SELECTED TEXT:
————————
Three months ago, British oil giant BP Plc. (NYSE:BP) sent shockwaves through the oil and gas sector after it declared that Peak Oil demand was already behind us. In the company’s 2020 Energy Outlook, chief executive Bernard Looney pledged that BP would increase its renewables spending twentyfold to $5 billion a year by 2030 and ‘‘… not enter any new countries for oil and gas exploration.’’ That announcement came as a bit of a shocker given how aggressive BP has been in exploring new oil and gas frontiers.
The investing universe appears to concur with BP’s sentiments, with the oil and gas sector consistently emerging as the worst performer over the past decade. The sector suffered yet another blow after the largest investor-owned oil company in the world, ExxonMobil (NYSE:XOM), was kicked out of the Dow Jones Industrial Average in August, leaving Chevron (NYSE:CVX) as the sector’s sole representative in the index.
————————
[Stored items]
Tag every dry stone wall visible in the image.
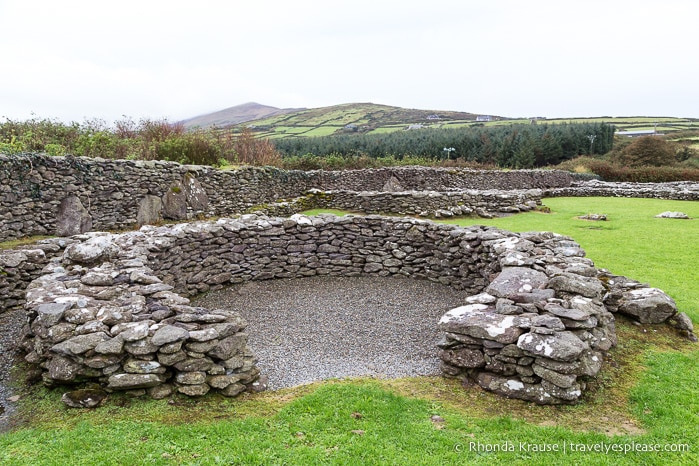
[544,180,699,201]
[23,214,688,404]
[0,155,572,241]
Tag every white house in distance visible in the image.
[614,129,664,138]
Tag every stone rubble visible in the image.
[12,215,688,403]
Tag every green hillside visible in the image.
[236,103,699,139]
[244,103,486,139]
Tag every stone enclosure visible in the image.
[0,158,693,404]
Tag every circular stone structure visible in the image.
[16,214,676,404]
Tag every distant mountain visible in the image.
[235,102,492,139]
[181,102,305,129]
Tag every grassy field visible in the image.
[0,198,699,465]
[234,103,699,139]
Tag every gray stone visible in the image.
[46,355,82,382]
[148,384,175,400]
[532,364,577,388]
[158,351,187,366]
[94,336,124,354]
[619,288,677,324]
[64,236,119,264]
[439,304,523,344]
[517,331,589,362]
[175,371,206,385]
[220,383,250,397]
[485,267,549,298]
[107,374,165,390]
[576,350,604,377]
[162,181,187,220]
[541,380,582,404]
[531,315,566,330]
[177,383,211,396]
[207,333,248,360]
[61,389,108,408]
[56,196,92,236]
[37,302,73,327]
[189,328,220,342]
[438,347,485,368]
[124,359,167,374]
[549,273,604,299]
[182,173,209,212]
[136,194,163,226]
[668,312,694,332]
[151,325,189,351]
[173,358,214,372]
[476,372,562,404]
[206,375,240,390]
[51,332,109,356]
[544,303,590,320]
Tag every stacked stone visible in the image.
[141,214,504,295]
[0,239,68,314]
[22,233,259,398]
[545,180,699,201]
[439,233,616,404]
[254,189,542,218]
[0,154,572,241]
[17,214,691,403]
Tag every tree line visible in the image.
[274,123,615,168]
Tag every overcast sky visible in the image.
[0,0,699,122]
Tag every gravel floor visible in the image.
[0,310,25,432]
[0,277,464,432]
[194,277,464,390]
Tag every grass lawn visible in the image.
[0,198,699,465]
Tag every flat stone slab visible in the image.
[485,267,549,298]
[439,304,524,344]
[619,288,677,324]
[517,332,589,362]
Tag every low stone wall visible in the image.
[252,189,542,218]
[0,155,572,241]
[0,242,71,314]
[23,215,688,403]
[544,180,699,201]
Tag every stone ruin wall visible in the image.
[544,180,699,201]
[0,157,696,403]
[15,215,688,404]
[0,155,572,241]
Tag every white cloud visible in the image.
[0,0,699,120]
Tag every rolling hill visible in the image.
[232,103,490,139]
[183,103,699,139]
[180,102,305,129]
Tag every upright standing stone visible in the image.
[56,196,92,236]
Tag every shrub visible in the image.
[612,136,677,167]
[589,160,699,183]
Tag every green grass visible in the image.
[0,198,699,465]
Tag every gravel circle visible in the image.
[192,277,465,390]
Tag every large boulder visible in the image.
[182,173,209,212]
[163,181,187,220]
[485,267,549,298]
[439,304,523,344]
[618,288,677,324]
[56,196,92,236]
[136,194,163,225]
[517,331,589,362]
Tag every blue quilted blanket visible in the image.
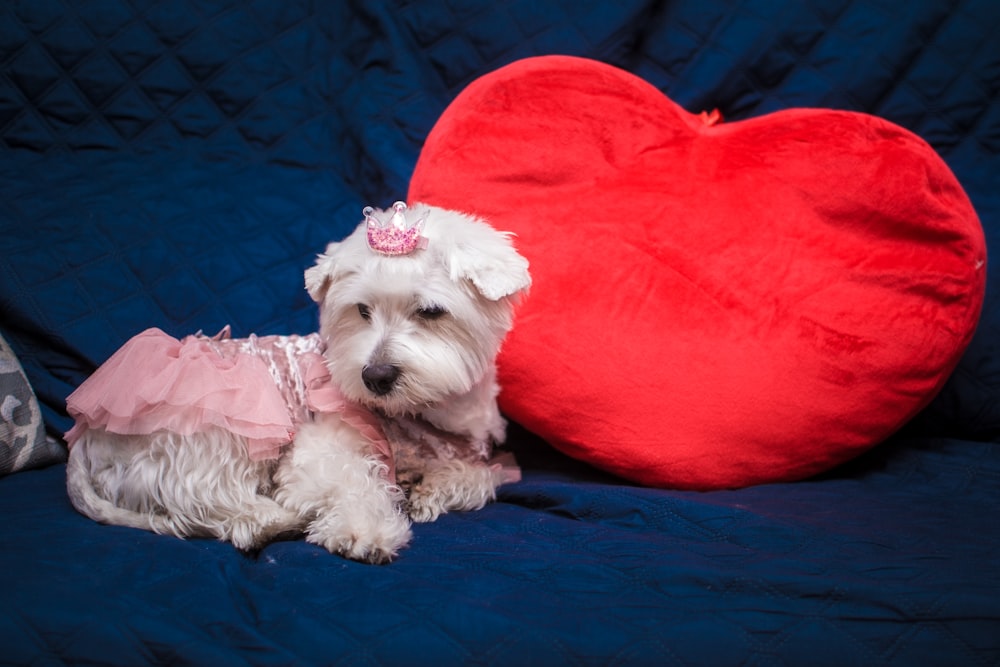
[0,0,1000,666]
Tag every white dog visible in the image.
[66,202,530,563]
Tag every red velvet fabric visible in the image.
[409,57,986,489]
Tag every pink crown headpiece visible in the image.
[361,201,427,255]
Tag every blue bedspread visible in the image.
[0,0,1000,666]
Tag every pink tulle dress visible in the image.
[66,327,394,479]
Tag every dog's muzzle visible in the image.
[361,364,399,396]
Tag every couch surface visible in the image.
[0,0,1000,665]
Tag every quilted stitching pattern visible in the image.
[0,0,1000,665]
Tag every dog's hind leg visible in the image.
[66,429,304,550]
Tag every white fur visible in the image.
[67,204,530,563]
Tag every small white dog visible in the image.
[66,202,530,563]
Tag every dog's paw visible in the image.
[306,509,413,565]
[406,461,498,523]
[223,499,303,551]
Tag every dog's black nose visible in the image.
[361,364,399,396]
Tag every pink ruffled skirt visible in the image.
[66,327,392,477]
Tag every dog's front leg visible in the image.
[408,459,503,523]
[274,414,411,563]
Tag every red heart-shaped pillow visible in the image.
[409,56,986,489]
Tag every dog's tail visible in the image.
[66,437,178,535]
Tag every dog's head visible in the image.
[305,204,531,415]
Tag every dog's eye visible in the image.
[417,306,448,320]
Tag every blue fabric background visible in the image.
[0,0,1000,665]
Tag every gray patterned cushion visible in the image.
[0,335,66,475]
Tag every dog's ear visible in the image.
[306,243,340,303]
[451,229,531,301]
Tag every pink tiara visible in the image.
[362,201,427,255]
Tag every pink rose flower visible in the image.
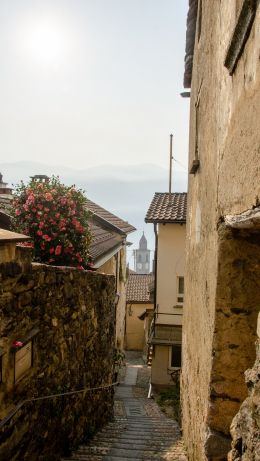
[55,245,62,256]
[45,192,53,202]
[42,234,51,242]
[13,341,23,347]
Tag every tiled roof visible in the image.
[86,199,136,234]
[145,192,187,223]
[126,274,154,304]
[89,223,123,263]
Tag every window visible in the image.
[14,341,32,383]
[169,344,181,368]
[177,277,184,304]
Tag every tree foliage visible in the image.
[12,176,90,269]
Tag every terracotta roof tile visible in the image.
[145,192,187,223]
[89,223,123,262]
[126,274,154,304]
[86,199,136,234]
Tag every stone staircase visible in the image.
[63,354,187,461]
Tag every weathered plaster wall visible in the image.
[0,252,115,461]
[182,0,260,461]
[156,224,186,325]
[151,345,173,387]
[125,303,151,351]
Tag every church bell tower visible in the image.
[134,232,151,274]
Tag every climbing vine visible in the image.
[12,176,90,269]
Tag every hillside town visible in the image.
[0,0,260,461]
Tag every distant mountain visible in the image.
[0,161,187,267]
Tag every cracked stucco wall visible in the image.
[182,0,260,461]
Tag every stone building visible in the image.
[0,229,115,461]
[182,0,260,461]
[134,232,151,274]
[0,175,136,348]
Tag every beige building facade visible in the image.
[145,193,187,387]
[182,0,260,461]
[125,273,154,355]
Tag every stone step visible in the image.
[63,367,187,461]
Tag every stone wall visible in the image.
[0,250,115,461]
[182,0,260,461]
[228,315,260,461]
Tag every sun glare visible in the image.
[22,19,68,65]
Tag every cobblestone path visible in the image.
[64,355,187,461]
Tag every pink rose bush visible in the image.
[12,176,91,269]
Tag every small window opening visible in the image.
[170,344,181,368]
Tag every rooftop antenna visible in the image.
[169,134,173,194]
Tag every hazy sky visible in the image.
[0,0,189,169]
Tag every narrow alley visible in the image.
[62,352,187,461]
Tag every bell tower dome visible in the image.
[134,232,151,274]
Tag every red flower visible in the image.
[44,192,53,202]
[13,341,23,347]
[55,245,62,256]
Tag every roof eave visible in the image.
[93,242,124,269]
[145,219,186,224]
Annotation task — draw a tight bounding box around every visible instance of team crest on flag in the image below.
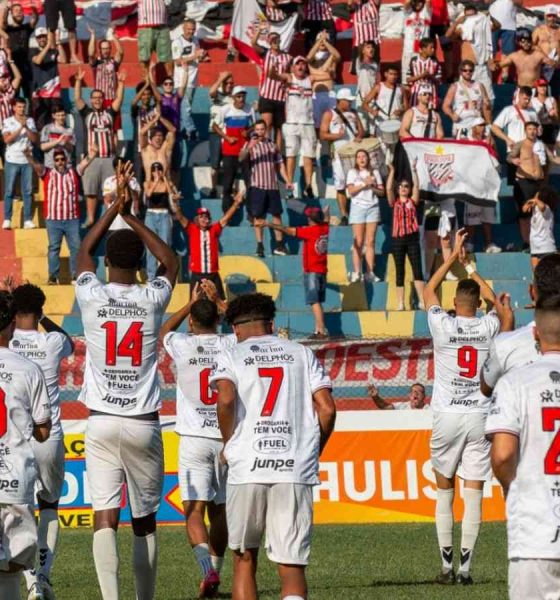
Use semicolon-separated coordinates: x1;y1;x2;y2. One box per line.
424;146;455;188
————————
AIM OF THE TASK: Continue the article on BP's Peak Oil declaration from the point where it stops, writing the next part.

ANSWER BOX:
Meanwhile, oil prices appear stuck in the mid-40s with little prospects of climbing to the mid-50s that most shale producers need to drill profitably.
Delving deeper into the global oil and gas outlook suggests that it’s peak oil supply, not peak oil demand, that’s likely to start dominating headlines as the quarters roll on.
Peak Oil Demand
When many analysts talk about Peak Oil, they are usually referring to that point in time when global oil demand will enter a phase of terminal and irreversible decline.
According to BP, this point has already come and gone, with oil demand slated to fall by at least 10% in the current decade and by as much as 50% over the next two. BP notes that historically, energy demand has risen steadily in tandem with global economic growth with few interruptions; however, the COVID-19 crisis and increased climate action might have permanently altered that playbook.